▶ [WHAT YOU WILL DO] Quote the records exactly, starting at the first line and stopping after the line with "Where can you see the man's"; skip the pictures.

[Referring expression data]
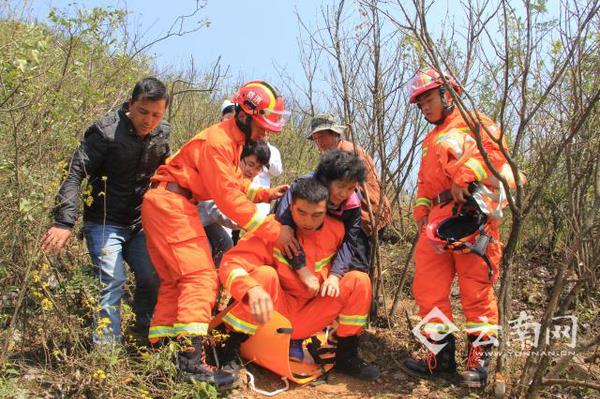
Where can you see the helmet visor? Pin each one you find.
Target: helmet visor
(274, 119)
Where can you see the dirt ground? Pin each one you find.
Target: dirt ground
(383, 346)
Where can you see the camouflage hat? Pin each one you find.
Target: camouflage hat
(325, 121)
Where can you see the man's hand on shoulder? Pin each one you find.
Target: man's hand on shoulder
(55, 239)
(278, 192)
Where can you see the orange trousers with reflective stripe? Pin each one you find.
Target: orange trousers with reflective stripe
(181, 255)
(434, 273)
(310, 315)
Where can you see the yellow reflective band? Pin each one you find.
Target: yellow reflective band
(190, 328)
(252, 191)
(323, 262)
(436, 327)
(423, 201)
(477, 168)
(452, 142)
(278, 255)
(239, 324)
(161, 331)
(233, 274)
(255, 222)
(352, 320)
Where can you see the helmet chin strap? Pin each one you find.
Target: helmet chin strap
(245, 127)
(446, 108)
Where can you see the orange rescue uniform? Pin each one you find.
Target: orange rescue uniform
(207, 167)
(253, 262)
(450, 155)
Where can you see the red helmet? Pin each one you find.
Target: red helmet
(259, 100)
(427, 79)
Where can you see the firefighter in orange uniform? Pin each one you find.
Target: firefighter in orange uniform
(261, 279)
(451, 168)
(206, 167)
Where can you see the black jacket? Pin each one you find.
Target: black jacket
(349, 215)
(118, 165)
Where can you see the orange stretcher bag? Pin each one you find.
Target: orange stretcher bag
(269, 348)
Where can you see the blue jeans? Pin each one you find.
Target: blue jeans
(109, 246)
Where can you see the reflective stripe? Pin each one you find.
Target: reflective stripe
(190, 328)
(431, 328)
(452, 142)
(233, 274)
(485, 328)
(423, 201)
(477, 168)
(239, 324)
(323, 262)
(255, 222)
(252, 191)
(161, 331)
(278, 255)
(352, 319)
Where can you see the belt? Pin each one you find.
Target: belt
(173, 187)
(444, 196)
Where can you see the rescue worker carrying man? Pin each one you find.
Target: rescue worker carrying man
(262, 280)
(454, 230)
(206, 167)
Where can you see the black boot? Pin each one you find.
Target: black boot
(191, 360)
(478, 364)
(138, 335)
(442, 364)
(228, 350)
(348, 362)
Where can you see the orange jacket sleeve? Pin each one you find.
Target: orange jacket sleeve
(224, 183)
(460, 159)
(239, 261)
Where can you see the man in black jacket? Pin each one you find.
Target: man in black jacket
(117, 155)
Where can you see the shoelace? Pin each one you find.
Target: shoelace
(475, 354)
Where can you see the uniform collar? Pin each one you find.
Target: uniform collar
(449, 118)
(234, 132)
(130, 129)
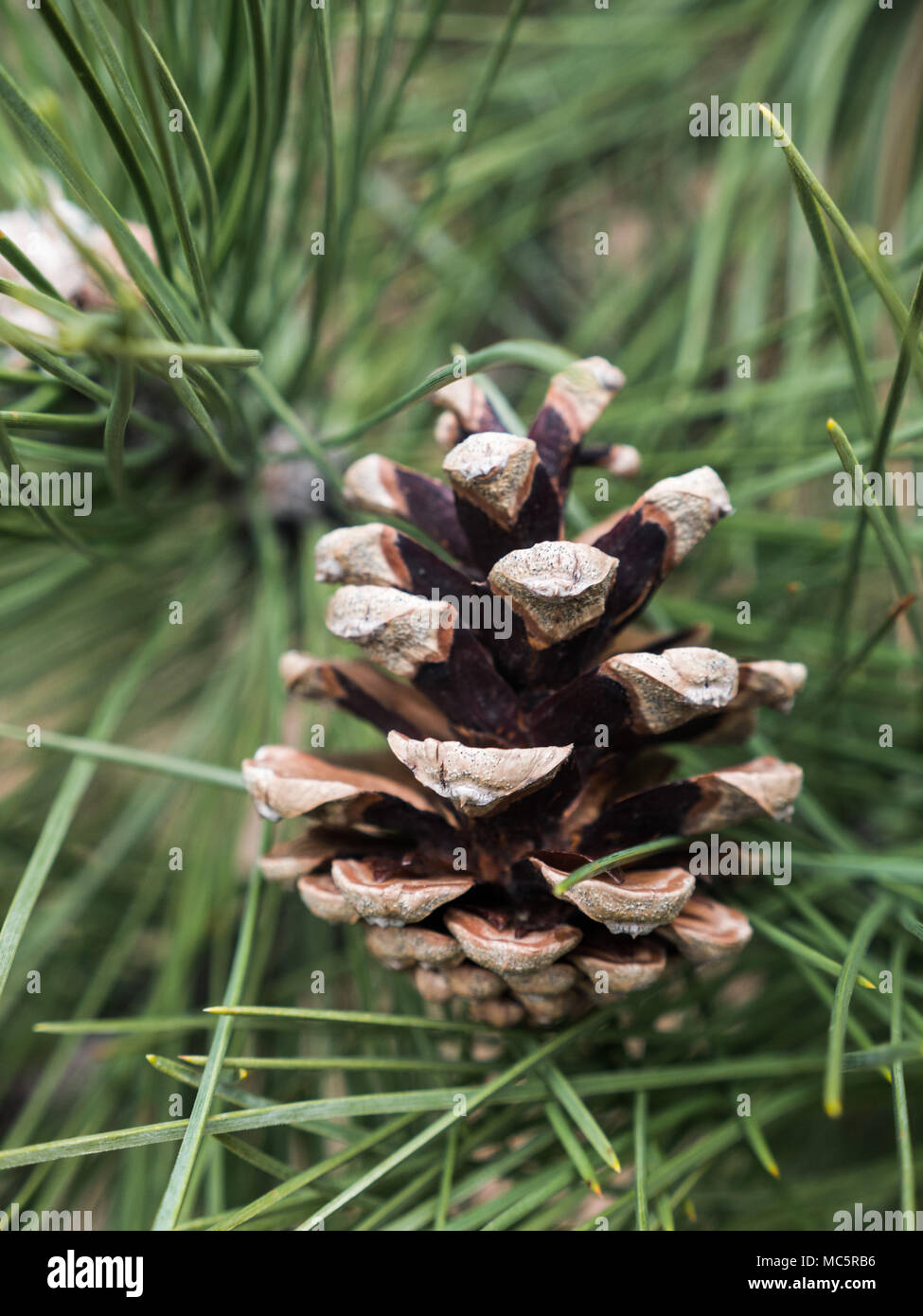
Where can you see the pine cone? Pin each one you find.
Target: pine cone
(525, 725)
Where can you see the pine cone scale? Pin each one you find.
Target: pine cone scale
(529, 749)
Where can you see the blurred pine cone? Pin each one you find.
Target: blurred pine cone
(525, 725)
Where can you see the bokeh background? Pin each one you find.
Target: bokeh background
(436, 242)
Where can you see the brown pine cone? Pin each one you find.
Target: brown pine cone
(525, 724)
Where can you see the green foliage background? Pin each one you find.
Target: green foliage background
(339, 121)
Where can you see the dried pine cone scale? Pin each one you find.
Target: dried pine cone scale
(501, 782)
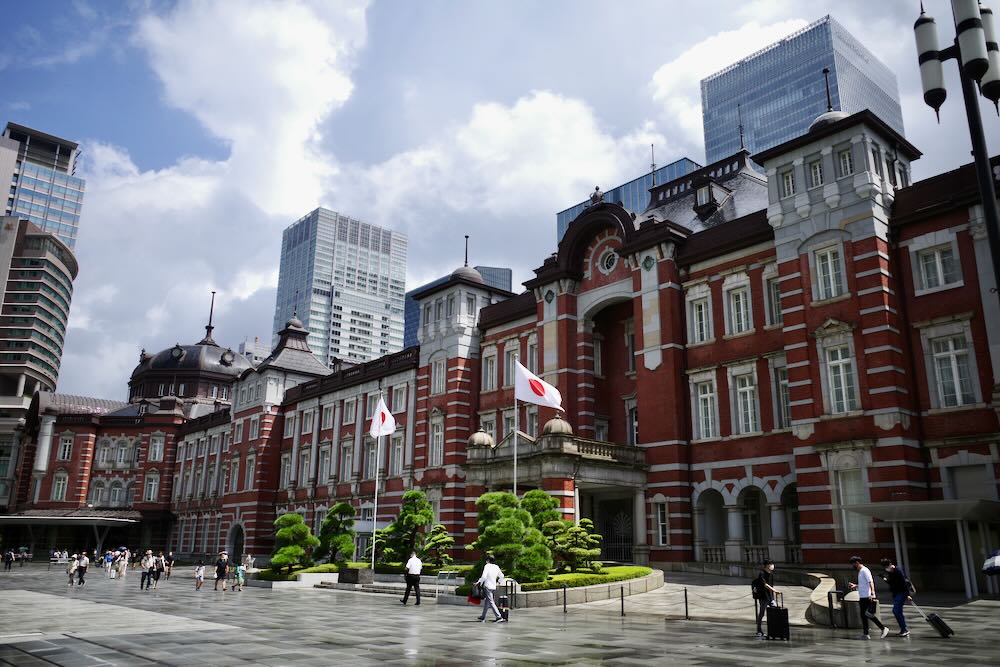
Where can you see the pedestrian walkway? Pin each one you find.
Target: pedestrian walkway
(44, 622)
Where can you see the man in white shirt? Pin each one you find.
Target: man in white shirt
(866, 598)
(490, 579)
(413, 567)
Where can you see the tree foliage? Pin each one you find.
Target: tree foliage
(336, 535)
(437, 547)
(508, 533)
(293, 542)
(574, 547)
(405, 534)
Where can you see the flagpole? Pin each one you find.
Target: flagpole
(378, 446)
(517, 423)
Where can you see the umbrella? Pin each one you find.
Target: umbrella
(992, 564)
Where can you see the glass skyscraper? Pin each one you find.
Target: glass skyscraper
(633, 195)
(494, 276)
(39, 168)
(779, 90)
(345, 279)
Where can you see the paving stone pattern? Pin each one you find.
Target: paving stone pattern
(44, 622)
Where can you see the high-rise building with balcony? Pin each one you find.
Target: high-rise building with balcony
(345, 280)
(777, 92)
(40, 170)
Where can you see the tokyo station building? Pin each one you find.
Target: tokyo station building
(800, 364)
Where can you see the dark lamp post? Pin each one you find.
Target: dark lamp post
(977, 53)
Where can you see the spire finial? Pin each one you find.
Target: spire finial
(826, 79)
(739, 120)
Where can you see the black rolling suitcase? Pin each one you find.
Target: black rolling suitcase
(936, 622)
(777, 620)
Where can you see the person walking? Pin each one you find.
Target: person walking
(221, 570)
(901, 590)
(81, 569)
(412, 576)
(764, 591)
(491, 577)
(867, 602)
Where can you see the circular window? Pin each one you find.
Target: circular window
(609, 260)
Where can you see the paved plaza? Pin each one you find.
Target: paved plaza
(44, 622)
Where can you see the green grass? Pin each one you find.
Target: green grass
(573, 580)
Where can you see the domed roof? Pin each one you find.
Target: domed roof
(468, 273)
(480, 439)
(203, 357)
(827, 118)
(557, 426)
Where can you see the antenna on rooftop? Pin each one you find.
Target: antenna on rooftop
(826, 79)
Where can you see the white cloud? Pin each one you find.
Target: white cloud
(676, 85)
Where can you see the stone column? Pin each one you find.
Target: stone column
(734, 534)
(640, 550)
(779, 538)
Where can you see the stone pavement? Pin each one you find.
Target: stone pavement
(43, 622)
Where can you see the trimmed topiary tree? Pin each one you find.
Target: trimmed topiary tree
(507, 532)
(293, 542)
(437, 547)
(336, 535)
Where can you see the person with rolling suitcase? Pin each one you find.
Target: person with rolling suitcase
(867, 602)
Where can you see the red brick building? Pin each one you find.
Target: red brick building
(801, 364)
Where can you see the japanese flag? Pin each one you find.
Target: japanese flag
(530, 389)
(383, 423)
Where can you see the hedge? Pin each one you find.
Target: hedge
(573, 580)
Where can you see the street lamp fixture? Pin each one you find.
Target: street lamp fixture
(977, 53)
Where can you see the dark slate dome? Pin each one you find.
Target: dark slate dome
(827, 118)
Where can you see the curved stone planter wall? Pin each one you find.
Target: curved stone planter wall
(577, 595)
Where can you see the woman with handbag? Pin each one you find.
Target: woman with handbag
(488, 582)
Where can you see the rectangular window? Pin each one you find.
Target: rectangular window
(437, 444)
(65, 447)
(783, 410)
(840, 380)
(662, 525)
(951, 370)
(707, 428)
(787, 184)
(396, 457)
(938, 267)
(701, 328)
(739, 310)
(489, 373)
(829, 273)
(815, 174)
(774, 301)
(851, 491)
(845, 163)
(438, 370)
(746, 404)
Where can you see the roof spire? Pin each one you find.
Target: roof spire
(826, 79)
(208, 340)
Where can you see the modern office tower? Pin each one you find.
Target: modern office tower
(494, 276)
(777, 92)
(37, 271)
(345, 280)
(39, 168)
(633, 195)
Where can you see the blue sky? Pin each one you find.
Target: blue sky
(209, 126)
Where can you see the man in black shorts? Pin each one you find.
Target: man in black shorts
(221, 570)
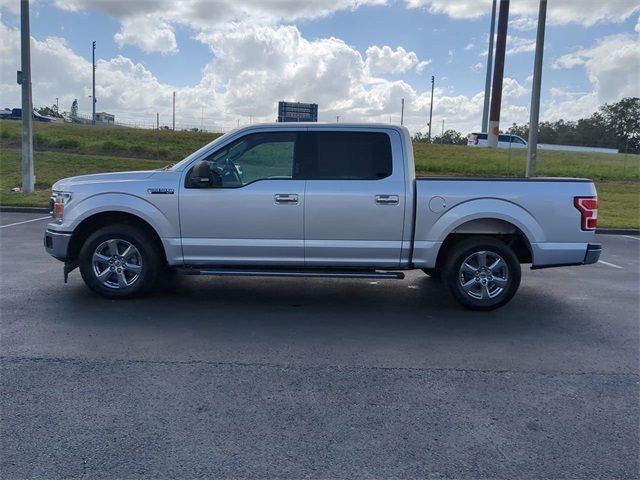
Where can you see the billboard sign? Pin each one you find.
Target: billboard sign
(297, 112)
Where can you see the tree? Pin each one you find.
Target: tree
(49, 111)
(451, 137)
(613, 126)
(623, 118)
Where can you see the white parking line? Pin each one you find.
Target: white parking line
(610, 264)
(26, 221)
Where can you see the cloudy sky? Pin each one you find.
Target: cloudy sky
(231, 61)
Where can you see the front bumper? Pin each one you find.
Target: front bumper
(593, 253)
(57, 244)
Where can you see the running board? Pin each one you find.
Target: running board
(228, 272)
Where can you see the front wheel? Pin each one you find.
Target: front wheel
(482, 273)
(119, 261)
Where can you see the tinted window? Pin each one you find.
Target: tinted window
(348, 156)
(254, 157)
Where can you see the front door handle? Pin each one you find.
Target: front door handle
(286, 198)
(387, 199)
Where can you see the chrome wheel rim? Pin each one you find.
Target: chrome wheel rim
(117, 263)
(483, 275)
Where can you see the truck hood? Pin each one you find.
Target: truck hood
(67, 184)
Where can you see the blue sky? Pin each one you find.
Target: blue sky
(235, 60)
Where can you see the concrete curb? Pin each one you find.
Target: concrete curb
(601, 231)
(618, 231)
(24, 209)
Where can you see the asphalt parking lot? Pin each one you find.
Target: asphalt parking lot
(279, 378)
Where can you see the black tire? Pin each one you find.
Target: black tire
(435, 274)
(140, 268)
(484, 289)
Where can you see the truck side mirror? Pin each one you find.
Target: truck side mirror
(202, 176)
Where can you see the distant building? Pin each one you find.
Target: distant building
(104, 117)
(297, 112)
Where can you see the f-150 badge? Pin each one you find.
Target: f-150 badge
(160, 191)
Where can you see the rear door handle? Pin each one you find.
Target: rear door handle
(387, 199)
(286, 198)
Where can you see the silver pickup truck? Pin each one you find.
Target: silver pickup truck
(316, 200)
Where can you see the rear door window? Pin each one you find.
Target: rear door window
(347, 156)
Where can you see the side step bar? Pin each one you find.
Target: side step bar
(229, 272)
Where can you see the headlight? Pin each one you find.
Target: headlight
(58, 202)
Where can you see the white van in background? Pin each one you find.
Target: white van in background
(504, 141)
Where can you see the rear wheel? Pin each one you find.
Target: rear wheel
(119, 261)
(482, 273)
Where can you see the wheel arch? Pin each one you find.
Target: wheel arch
(111, 217)
(497, 228)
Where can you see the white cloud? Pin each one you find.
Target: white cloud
(524, 23)
(251, 70)
(149, 33)
(517, 45)
(149, 24)
(585, 12)
(612, 67)
(12, 5)
(385, 60)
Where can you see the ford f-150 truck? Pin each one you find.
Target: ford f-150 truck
(318, 200)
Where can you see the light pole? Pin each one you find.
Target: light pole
(487, 84)
(93, 97)
(535, 93)
(498, 75)
(28, 180)
(433, 82)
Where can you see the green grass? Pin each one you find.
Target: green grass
(103, 140)
(461, 160)
(618, 205)
(52, 166)
(64, 150)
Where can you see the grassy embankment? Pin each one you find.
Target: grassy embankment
(67, 150)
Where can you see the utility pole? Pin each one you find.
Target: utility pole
(535, 92)
(487, 84)
(174, 111)
(28, 180)
(433, 82)
(93, 97)
(498, 75)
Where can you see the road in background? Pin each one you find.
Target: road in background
(268, 378)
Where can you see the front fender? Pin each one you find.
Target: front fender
(118, 202)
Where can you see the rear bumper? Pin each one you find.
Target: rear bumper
(593, 253)
(568, 255)
(57, 244)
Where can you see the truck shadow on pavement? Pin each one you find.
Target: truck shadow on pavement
(418, 304)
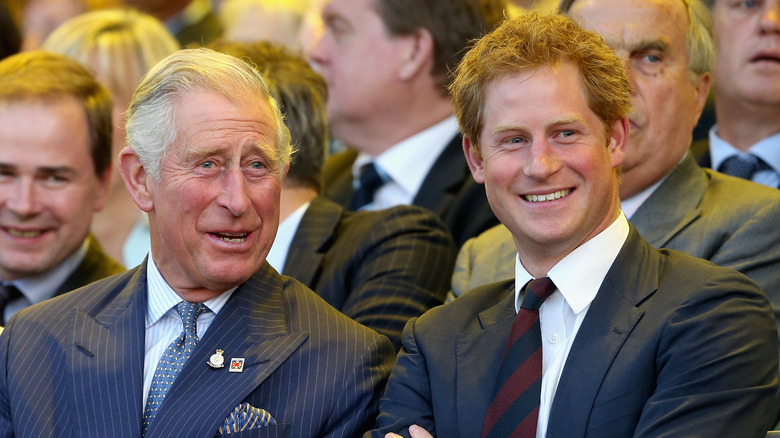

▶ [RESPONSE TO THIS EXERCISE]
Where can you see the helmet visor? Pin each one you find.
Target: helmet visor
(274, 119)
Where can you see the dirt ground? Pin each one you find.
Target: dirt ground
(383, 346)
Where can you see the camouflage hat? Pin each one you find.
Target: camouflage hat
(325, 121)
Where can you see the man's hand on shoulder? Pin each one you find.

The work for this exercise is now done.